▶ TASK REQUIREMENTS: What do the lines from the one containing "the fish dorsal" through the end of the entries say? Quote them exactly, and only them.

### DATA EXTRACT

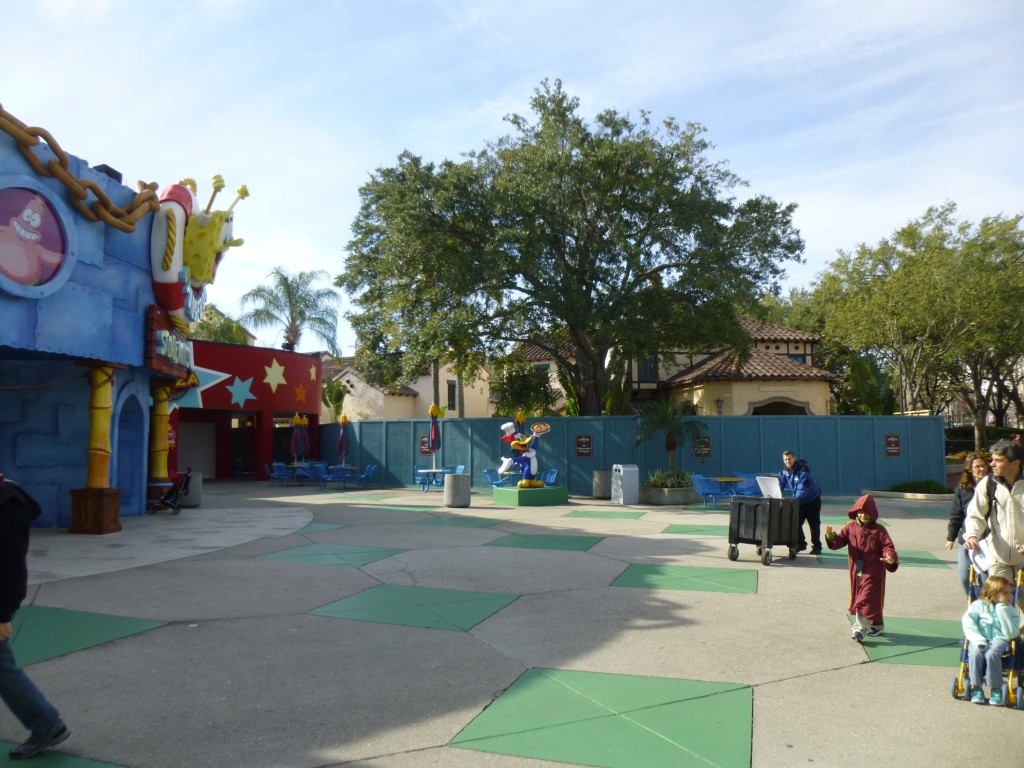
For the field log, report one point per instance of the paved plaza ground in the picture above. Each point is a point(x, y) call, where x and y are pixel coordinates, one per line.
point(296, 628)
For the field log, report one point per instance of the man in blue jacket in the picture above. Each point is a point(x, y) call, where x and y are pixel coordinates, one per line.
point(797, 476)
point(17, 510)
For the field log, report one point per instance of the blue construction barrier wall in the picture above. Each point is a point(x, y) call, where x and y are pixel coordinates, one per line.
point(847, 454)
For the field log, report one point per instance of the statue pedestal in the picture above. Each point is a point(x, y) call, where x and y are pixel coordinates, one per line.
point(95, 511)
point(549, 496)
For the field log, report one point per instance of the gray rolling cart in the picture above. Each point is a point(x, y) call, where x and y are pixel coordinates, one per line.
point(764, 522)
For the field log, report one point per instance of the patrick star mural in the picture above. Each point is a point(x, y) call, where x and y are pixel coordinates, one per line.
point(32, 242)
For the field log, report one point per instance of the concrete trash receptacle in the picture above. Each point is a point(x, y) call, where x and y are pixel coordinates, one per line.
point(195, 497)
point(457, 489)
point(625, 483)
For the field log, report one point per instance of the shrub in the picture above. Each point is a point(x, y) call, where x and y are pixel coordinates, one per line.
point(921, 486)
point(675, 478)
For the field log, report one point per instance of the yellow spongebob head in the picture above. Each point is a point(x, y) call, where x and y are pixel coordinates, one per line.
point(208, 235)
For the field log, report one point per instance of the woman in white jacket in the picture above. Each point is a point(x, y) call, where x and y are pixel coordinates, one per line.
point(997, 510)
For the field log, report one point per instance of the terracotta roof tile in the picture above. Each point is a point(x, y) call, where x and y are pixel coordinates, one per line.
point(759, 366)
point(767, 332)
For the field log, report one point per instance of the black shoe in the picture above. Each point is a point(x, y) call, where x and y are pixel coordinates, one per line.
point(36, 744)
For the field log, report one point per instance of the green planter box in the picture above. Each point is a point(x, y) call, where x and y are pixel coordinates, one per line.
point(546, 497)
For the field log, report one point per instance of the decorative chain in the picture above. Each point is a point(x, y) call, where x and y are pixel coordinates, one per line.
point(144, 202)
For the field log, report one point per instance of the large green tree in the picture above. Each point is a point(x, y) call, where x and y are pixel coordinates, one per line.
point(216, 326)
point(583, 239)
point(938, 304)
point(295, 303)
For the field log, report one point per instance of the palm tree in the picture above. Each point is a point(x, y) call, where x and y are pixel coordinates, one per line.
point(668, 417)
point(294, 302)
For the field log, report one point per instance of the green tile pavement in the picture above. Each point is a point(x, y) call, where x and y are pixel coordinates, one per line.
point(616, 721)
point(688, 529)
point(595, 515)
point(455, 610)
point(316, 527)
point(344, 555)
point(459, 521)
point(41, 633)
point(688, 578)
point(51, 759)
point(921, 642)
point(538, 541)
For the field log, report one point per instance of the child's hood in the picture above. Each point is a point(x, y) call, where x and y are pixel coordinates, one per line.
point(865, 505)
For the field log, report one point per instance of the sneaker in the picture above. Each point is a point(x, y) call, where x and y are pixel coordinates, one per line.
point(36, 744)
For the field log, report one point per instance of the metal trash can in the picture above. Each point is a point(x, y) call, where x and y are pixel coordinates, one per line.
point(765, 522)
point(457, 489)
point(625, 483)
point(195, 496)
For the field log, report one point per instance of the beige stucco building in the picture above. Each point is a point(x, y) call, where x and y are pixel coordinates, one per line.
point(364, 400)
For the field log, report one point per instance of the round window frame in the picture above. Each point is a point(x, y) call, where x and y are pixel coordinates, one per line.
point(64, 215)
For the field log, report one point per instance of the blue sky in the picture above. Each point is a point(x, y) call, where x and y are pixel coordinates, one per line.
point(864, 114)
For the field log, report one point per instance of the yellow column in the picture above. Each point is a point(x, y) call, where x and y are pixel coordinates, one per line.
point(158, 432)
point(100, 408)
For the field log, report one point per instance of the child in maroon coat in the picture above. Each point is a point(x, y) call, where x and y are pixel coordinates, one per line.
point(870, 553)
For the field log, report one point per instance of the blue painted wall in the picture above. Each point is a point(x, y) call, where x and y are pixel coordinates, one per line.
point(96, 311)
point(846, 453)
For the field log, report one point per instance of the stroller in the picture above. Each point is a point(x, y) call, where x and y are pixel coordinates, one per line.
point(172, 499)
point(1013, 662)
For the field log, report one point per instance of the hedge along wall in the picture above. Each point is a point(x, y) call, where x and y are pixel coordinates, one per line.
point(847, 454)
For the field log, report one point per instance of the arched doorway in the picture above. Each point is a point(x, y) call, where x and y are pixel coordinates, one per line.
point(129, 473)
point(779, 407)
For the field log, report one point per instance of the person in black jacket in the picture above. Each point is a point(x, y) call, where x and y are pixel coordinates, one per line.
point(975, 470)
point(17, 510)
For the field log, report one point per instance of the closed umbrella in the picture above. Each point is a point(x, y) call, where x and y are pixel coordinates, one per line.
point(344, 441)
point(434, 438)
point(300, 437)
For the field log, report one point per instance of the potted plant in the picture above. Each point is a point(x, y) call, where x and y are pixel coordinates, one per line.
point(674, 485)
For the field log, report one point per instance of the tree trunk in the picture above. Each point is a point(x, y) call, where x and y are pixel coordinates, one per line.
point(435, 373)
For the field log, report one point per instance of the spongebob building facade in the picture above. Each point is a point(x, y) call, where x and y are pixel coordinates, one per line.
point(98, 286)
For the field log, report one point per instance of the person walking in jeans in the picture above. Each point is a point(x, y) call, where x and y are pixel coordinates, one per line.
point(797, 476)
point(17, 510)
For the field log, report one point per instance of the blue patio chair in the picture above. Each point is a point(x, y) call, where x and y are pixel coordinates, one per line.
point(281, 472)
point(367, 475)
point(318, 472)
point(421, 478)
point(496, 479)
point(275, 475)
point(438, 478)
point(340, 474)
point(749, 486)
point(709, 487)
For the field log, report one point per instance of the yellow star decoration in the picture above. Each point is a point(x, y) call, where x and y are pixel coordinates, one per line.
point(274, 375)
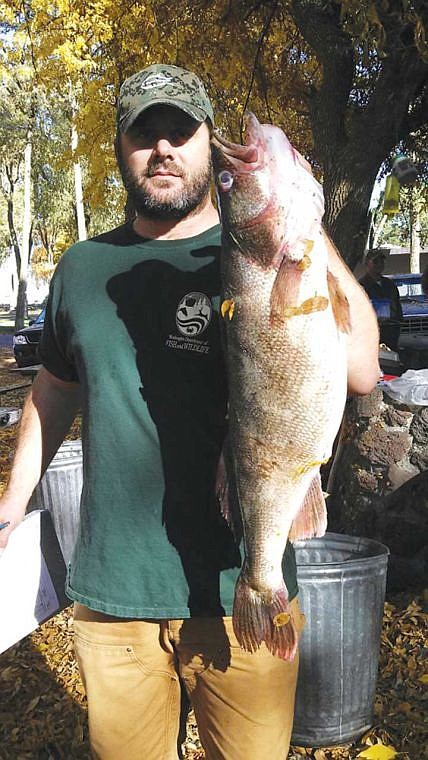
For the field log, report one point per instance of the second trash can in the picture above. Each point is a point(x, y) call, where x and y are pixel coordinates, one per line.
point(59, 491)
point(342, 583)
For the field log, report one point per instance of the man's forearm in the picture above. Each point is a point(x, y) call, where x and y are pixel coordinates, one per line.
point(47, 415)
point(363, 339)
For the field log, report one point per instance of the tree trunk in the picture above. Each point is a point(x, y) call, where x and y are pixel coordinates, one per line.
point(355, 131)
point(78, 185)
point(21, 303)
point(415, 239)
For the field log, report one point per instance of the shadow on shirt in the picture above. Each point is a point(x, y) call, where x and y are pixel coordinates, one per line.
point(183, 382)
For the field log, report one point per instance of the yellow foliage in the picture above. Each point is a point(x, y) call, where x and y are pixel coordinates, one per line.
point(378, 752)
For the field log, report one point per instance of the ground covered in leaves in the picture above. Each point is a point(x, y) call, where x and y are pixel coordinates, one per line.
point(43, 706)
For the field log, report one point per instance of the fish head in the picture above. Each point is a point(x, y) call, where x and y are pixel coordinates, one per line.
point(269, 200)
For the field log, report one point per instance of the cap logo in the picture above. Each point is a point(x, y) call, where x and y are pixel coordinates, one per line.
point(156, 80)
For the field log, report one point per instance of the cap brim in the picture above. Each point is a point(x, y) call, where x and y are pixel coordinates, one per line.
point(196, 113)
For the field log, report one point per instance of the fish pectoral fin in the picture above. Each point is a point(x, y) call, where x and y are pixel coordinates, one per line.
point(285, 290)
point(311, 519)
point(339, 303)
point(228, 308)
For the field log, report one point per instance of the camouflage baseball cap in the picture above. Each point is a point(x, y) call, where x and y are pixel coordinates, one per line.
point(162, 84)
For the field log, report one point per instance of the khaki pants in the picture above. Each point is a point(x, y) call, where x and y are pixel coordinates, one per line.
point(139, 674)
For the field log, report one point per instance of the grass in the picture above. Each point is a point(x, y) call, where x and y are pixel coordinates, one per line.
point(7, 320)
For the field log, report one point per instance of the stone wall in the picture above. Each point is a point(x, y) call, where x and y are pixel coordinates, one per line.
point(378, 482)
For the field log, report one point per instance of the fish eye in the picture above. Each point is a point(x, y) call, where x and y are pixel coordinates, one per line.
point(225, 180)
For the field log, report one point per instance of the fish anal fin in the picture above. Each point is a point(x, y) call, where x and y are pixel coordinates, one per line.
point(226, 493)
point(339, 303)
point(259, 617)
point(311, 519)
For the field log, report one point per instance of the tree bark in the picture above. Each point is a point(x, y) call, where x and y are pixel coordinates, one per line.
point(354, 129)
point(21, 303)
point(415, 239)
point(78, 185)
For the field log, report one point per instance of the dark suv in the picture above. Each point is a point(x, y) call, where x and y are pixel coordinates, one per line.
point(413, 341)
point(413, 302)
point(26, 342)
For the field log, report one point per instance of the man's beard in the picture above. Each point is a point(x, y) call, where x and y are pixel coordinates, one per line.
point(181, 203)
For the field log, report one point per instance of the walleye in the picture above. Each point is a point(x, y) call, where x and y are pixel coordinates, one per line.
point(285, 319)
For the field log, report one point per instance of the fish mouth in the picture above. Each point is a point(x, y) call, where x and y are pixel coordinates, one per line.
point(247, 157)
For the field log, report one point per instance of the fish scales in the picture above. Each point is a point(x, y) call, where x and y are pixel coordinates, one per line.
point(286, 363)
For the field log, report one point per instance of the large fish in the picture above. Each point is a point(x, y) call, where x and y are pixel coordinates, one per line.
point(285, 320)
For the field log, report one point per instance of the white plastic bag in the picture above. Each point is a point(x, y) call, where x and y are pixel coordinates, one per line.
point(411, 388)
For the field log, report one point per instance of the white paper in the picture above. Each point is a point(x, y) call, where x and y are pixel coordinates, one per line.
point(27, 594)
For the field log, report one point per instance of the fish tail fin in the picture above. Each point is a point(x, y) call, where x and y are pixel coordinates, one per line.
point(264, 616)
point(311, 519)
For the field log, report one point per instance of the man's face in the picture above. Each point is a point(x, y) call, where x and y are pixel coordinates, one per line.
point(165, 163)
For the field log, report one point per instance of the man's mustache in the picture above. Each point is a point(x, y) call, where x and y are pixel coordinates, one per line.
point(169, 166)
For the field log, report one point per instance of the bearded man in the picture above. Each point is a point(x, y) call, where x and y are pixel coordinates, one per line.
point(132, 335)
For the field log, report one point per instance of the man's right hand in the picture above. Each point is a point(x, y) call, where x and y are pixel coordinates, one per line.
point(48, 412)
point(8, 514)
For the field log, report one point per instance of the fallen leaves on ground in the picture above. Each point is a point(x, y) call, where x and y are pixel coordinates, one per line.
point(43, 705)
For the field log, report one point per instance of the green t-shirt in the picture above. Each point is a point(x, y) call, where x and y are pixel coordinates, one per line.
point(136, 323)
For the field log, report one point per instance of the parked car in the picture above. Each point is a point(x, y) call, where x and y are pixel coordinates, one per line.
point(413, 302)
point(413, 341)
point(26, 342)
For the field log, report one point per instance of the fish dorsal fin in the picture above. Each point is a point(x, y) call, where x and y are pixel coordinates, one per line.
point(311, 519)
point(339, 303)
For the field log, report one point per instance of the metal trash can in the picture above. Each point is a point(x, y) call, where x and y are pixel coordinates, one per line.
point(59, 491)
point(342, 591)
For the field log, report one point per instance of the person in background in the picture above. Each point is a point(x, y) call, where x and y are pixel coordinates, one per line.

######

▶ CORRECT ANSWER:
For the field log, report one point per instance of the fish dorsal fin in the picture above. Each point is a point(x, y) call, where x and y are pixel coordinates, one per line.
point(311, 519)
point(339, 303)
For the field log, report one point per instance of the metal trash can in the picture above. Each point is a point(x, y) call, where x and y are pixel coordinates, one per line.
point(59, 491)
point(342, 591)
For the field log, report one point per instance of the person in background in the picture above. Each point is a point(x, y) call, where x and y are pixel coordinates, one per line.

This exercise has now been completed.